WHAT IS ASKED: Convert all of the material below into a JSON list of strings with one string per line, leaving out blank lines and the pictures.

LISTING:
- - - -

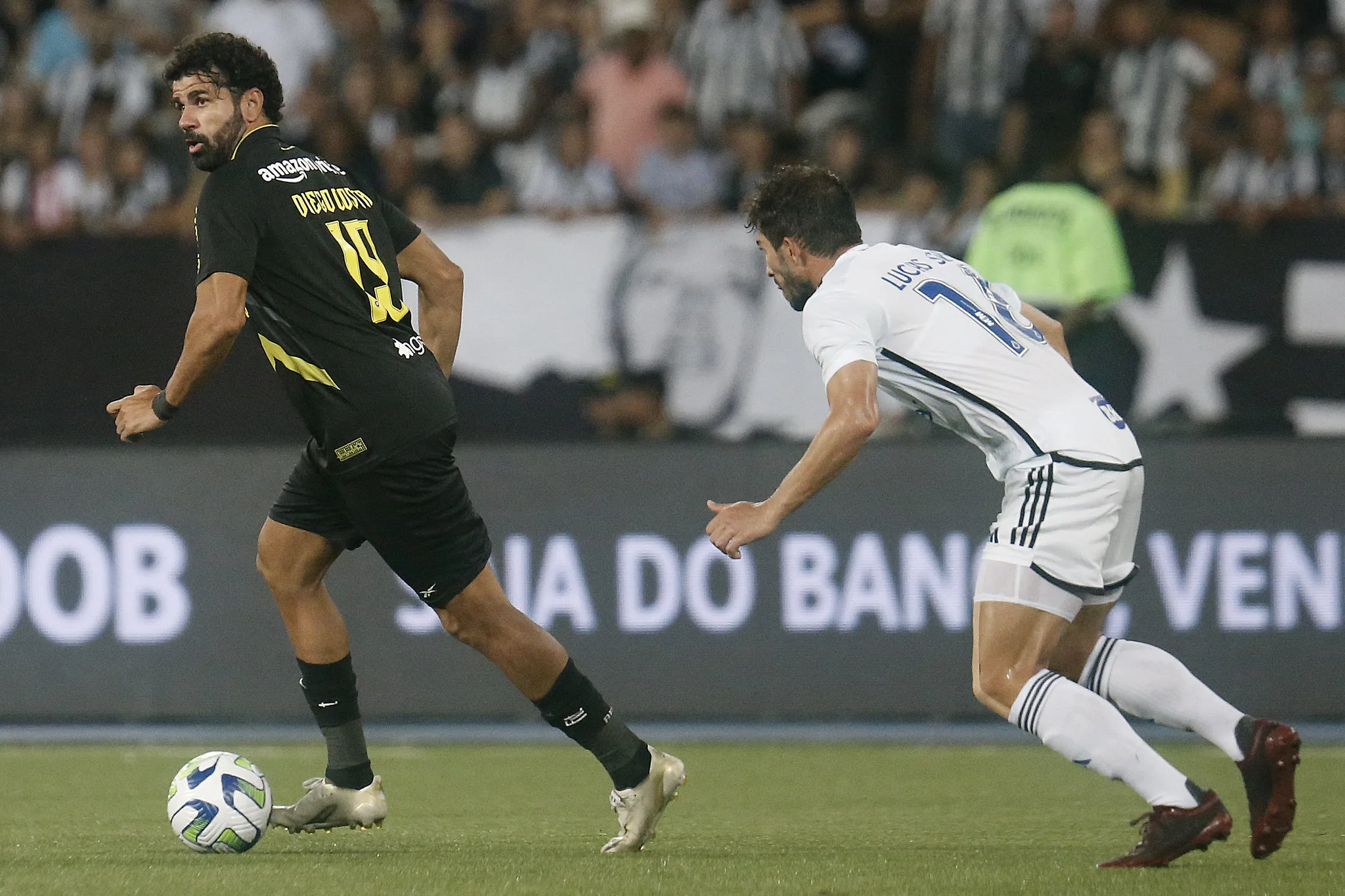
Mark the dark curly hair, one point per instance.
(808, 203)
(232, 64)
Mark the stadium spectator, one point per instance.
(1151, 83)
(1273, 62)
(553, 47)
(567, 181)
(435, 81)
(1306, 97)
(410, 93)
(119, 77)
(60, 38)
(892, 33)
(751, 148)
(678, 177)
(626, 86)
(838, 51)
(38, 195)
(508, 97)
(744, 56)
(298, 35)
(1320, 175)
(366, 106)
(979, 183)
(142, 188)
(1102, 167)
(920, 215)
(1059, 88)
(11, 34)
(399, 169)
(89, 175)
(1215, 121)
(1255, 181)
(1060, 247)
(971, 62)
(463, 183)
(340, 141)
(16, 113)
(847, 154)
(357, 33)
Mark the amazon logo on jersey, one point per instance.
(292, 171)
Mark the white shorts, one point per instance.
(1074, 524)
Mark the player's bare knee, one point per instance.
(998, 685)
(1070, 660)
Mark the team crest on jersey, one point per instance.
(410, 349)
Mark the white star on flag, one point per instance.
(1184, 355)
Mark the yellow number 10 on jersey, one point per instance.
(361, 246)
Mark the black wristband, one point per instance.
(163, 410)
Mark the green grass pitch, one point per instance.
(752, 819)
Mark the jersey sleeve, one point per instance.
(403, 228)
(229, 227)
(841, 330)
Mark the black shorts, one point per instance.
(412, 507)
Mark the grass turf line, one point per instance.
(752, 820)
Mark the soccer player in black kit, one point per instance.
(315, 261)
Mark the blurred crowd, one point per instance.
(464, 109)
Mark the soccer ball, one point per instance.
(219, 802)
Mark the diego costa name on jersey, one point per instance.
(957, 349)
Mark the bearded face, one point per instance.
(210, 120)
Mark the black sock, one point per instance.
(330, 691)
(575, 706)
(1243, 735)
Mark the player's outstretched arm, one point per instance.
(214, 326)
(853, 395)
(440, 284)
(1051, 328)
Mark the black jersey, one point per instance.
(319, 254)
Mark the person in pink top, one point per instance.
(627, 86)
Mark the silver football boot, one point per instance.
(326, 806)
(639, 807)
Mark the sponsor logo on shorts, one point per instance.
(351, 449)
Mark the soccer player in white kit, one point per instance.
(975, 359)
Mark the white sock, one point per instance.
(1153, 684)
(1088, 731)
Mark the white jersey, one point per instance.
(951, 345)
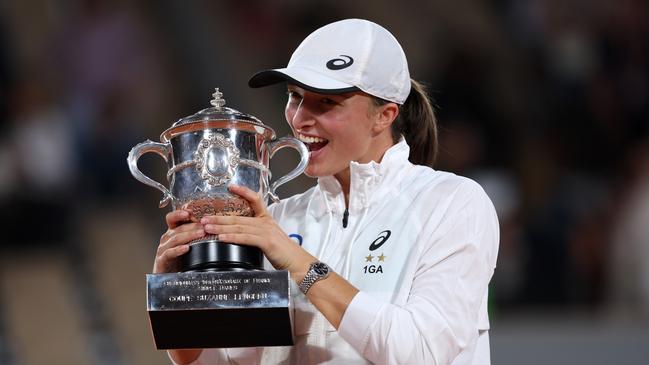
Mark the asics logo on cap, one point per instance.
(339, 63)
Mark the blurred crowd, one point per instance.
(544, 102)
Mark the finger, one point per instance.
(176, 218)
(253, 198)
(180, 229)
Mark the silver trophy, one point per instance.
(206, 152)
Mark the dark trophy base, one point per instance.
(220, 309)
(210, 254)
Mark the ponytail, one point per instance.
(417, 123)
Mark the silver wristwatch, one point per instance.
(317, 271)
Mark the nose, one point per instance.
(299, 115)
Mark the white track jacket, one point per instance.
(421, 247)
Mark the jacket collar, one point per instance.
(369, 182)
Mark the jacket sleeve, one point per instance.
(456, 259)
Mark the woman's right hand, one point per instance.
(174, 242)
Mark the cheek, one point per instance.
(289, 113)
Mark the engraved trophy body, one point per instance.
(222, 297)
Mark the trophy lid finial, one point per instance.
(218, 102)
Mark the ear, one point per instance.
(386, 114)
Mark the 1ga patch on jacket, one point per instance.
(374, 261)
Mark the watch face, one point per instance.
(320, 268)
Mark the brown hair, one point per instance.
(417, 123)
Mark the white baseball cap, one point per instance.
(344, 56)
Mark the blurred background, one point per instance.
(544, 102)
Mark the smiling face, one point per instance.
(338, 129)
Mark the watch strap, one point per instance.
(317, 271)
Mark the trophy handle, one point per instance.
(140, 149)
(277, 145)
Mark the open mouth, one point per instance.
(312, 143)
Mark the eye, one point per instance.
(293, 96)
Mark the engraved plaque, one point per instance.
(220, 309)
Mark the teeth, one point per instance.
(309, 139)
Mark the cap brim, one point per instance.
(304, 78)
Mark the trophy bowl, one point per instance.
(206, 152)
(221, 297)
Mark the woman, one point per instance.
(410, 250)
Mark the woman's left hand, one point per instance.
(260, 231)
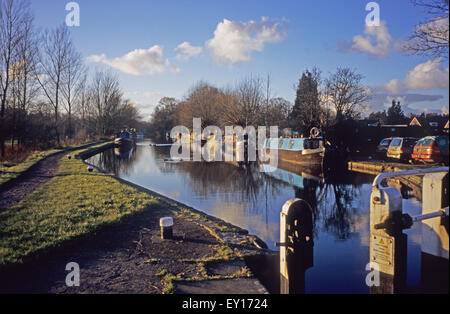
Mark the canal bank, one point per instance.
(116, 241)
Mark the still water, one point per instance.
(252, 200)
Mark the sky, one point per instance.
(162, 48)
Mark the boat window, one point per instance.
(291, 144)
(312, 144)
(396, 142)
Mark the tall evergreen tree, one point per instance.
(307, 110)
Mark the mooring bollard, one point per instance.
(296, 247)
(387, 240)
(166, 228)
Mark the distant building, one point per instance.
(415, 122)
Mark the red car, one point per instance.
(432, 149)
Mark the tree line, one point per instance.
(319, 103)
(47, 94)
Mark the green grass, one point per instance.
(9, 171)
(72, 204)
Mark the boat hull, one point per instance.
(300, 157)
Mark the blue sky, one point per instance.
(285, 38)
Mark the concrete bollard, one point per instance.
(166, 228)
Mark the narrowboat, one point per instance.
(124, 138)
(297, 151)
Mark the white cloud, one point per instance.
(186, 51)
(425, 76)
(138, 62)
(428, 75)
(376, 42)
(233, 42)
(394, 86)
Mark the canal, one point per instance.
(252, 199)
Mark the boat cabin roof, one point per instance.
(290, 144)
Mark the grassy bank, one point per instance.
(77, 203)
(10, 170)
(73, 203)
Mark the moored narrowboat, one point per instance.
(299, 151)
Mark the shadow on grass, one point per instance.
(42, 269)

- - - -

RESPONSE:
[
  "Mark the dark curly hair, one point per instance.",
  "(808, 203)",
  "(232, 64)",
  "Mark the stadium spectator, one point per instance.",
  "(1151, 83)",
  "(1273, 62)",
  "(553, 47)",
  "(567, 181)",
  "(435, 81)",
  "(1306, 97)",
  "(410, 93)",
  "(119, 77)",
  "(60, 38)",
  "(892, 33)",
  "(751, 148)",
  "(678, 177)",
  "(626, 86)",
  "(838, 51)",
  "(38, 195)",
  "(508, 97)",
  "(744, 56)",
  "(298, 35)",
  "(1320, 175)",
  "(366, 106)",
  "(979, 183)",
  "(142, 188)",
  "(1102, 167)",
  "(920, 215)",
  "(1059, 88)",
  "(11, 34)",
  "(399, 169)",
  "(89, 175)",
  "(1215, 121)",
  "(1255, 181)",
  "(1060, 247)",
  "(971, 62)",
  "(463, 183)",
  "(340, 141)",
  "(16, 113)",
  "(847, 154)",
  "(357, 33)",
  "Mark the amazon logo on jersey, one point per instance.",
  "(292, 171)",
  "Mark the white shorts, one point per instance.",
  "(1074, 524)",
  "Mark the player's bare knee, one point per instance.",
  "(998, 685)",
  "(1070, 660)",
  "Mark the team crest on jersey, one point per instance.",
  "(410, 349)",
  "Mark the white star on flag, one point per instance.",
  "(1184, 355)",
  "Mark the yellow number 10 on jersey, one point per instance.",
  "(361, 246)",
  "Mark the black wristband, one point per instance.",
  "(163, 410)",
  "Mark the green grass pitch, one point per instance.",
  "(752, 819)",
  "Mark the jersey sleeve, one point per instance.",
  "(403, 228)",
  "(229, 227)",
  "(841, 330)",
  "Mark the black shorts, one point per instance.",
  "(412, 507)",
  "Mark the grass turf line, one point per instance.",
  "(752, 820)",
  "Mark the soccer player in black kit, one point per instance.",
  "(315, 261)",
  "Mark the blurred crowd, one point per instance.",
  "(464, 109)",
  "Mark the soccer ball, one point per instance.",
  "(219, 802)",
  "Mark the diego costa name on jersey, one point per instance.",
  "(957, 349)",
  "Mark the bearded face, one point per instance.",
  "(210, 120)",
  "Mark the black sock, one point per instance.",
  "(330, 691)",
  "(575, 706)",
  "(1243, 735)",
  "Mark the player's outstretched arm, one point per instance.",
  "(214, 326)",
  "(853, 395)",
  "(440, 284)",
  "(1051, 328)",
  "Mark the black jersey, one point per instance.",
  "(319, 254)",
  "Mark the person in pink top, one point per instance.",
  "(627, 86)",
  "Mark the silver football boot, one point per instance.",
  "(326, 806)",
  "(639, 807)",
  "Mark the sponsor logo on shorts, one point per instance.",
  "(351, 449)",
  "Mark the soccer player in white kit, one point per instance.",
  "(975, 359)",
  "Mark the white sock, one point per instance.",
  "(1153, 684)",
  "(1088, 731)",
  "Mark the white jersey, one point per instance.",
  "(951, 345)",
  "Mark the asics logo on cap, one point per instance.",
  "(339, 63)",
  "Mark the blurred crowd, one point per instance.",
  "(544, 102)",
  "Mark the finger, one point per instance.",
  "(176, 218)",
  "(253, 198)",
  "(180, 229)",
  "Mark the silver trophy, one point per instance.",
  "(206, 152)",
  "Mark the dark trophy base, one point per instance.",
  "(220, 309)",
  "(210, 254)",
  "Mark the ponytail, one point per instance.",
  "(417, 123)",
  "Mark the silver wristwatch, one point per instance.",
  "(317, 271)",
  "Mark the nose, one point per instance.",
  "(299, 115)",
  "Mark the white track jacket, one point per instance.",
  "(421, 247)",
  "Mark the jacket collar, one point per instance.",
  "(369, 182)",
  "Mark the jacket sleeve, one point per instance.",
  "(456, 259)",
  "Mark the woman's right hand, one point per instance.",
  "(174, 242)",
  "Mark the cheek, one point per instance.",
  "(289, 113)",
  "Mark the engraved trophy body, one point per instance.",
  "(222, 297)",
  "Mark the trophy lid finial, one point per instance.",
  "(218, 102)",
  "Mark the ear, one point per instance.",
  "(386, 114)",
  "Mark the 1ga patch on jacket, one point per instance.",
  "(374, 261)",
  "Mark the watch face, one point per instance.",
  "(320, 268)",
  "Mark the brown hair, one point per instance.",
  "(417, 123)",
  "Mark the white baseball cap, one point per instance.",
  "(344, 56)",
  "Mark the blurred background, one point per instance.",
  "(544, 102)",
  "Mark the smiling face, one point per instance.",
  "(338, 129)",
  "Mark the watch strap, one point per instance.",
  "(317, 271)",
  "Mark the trophy handle, one point per instance.",
  "(140, 149)",
  "(277, 145)",
  "Mark the open mouth, one point per instance.",
  "(312, 143)",
  "Mark the eye, one point per instance.",
  "(293, 96)",
  "Mark the engraved plaque, one point per instance.",
  "(220, 309)",
  "Mark the teeth, one point per instance.",
  "(309, 139)",
  "Mark the cap brim, one point per instance.",
  "(304, 78)",
  "Mark the trophy bowl, one point per instance.",
  "(206, 152)",
  "(221, 297)",
  "Mark the woman, one point per instance.",
  "(410, 250)",
  "Mark the woman's left hand, one point per instance.",
  "(260, 231)",
  "Mark the canal bank, one point per instance.",
  "(116, 241)",
  "Mark the still water, one point per instance.",
  "(252, 200)",
  "Mark the sky, one point per instance.",
  "(162, 48)",
  "Mark the boat window, one point per instance.",
  "(291, 144)",
  "(312, 144)",
  "(396, 142)",
  "Mark the tall evergreen tree, one point per instance.",
  "(307, 110)",
  "Mark the mooring bollard, one point per instance.",
  "(296, 247)",
  "(387, 240)",
  "(166, 228)",
  "Mark the distant building, one point per instance.",
  "(415, 122)",
  "Mark the red car, one point per instance.",
  "(432, 149)",
  "Mark the tree line, one point per instance.",
  "(319, 103)",
  "(47, 94)",
  "Mark the green grass, one point per instance.",
  "(9, 171)",
  "(72, 204)",
  "Mark the boat hull, one point per instance.",
  "(300, 157)",
  "Mark the blue sky, one point per instance.",
  "(285, 38)",
  "Mark the concrete bollard, one point per instance.",
  "(166, 228)",
  "Mark the narrowboat, one point per instance.",
  "(124, 138)",
  "(297, 151)",
  "Mark the white cloud, one point per instance.",
  "(186, 51)",
  "(425, 76)",
  "(138, 62)",
  "(428, 75)",
  "(376, 42)",
  "(233, 42)",
  "(394, 86)",
  "Mark the canal, one point per instance.",
  "(252, 199)",
  "Mark the boat cabin roof, one point per instance.",
  "(290, 144)",
  "Mark the grassy bank, one point per instance.",
  "(77, 203)",
  "(10, 170)",
  "(73, 203)",
  "Mark the moored narrowboat, one point per instance.",
  "(299, 151)",
  "Mark the shadow on grass, one point per instance.",
  "(42, 269)"
]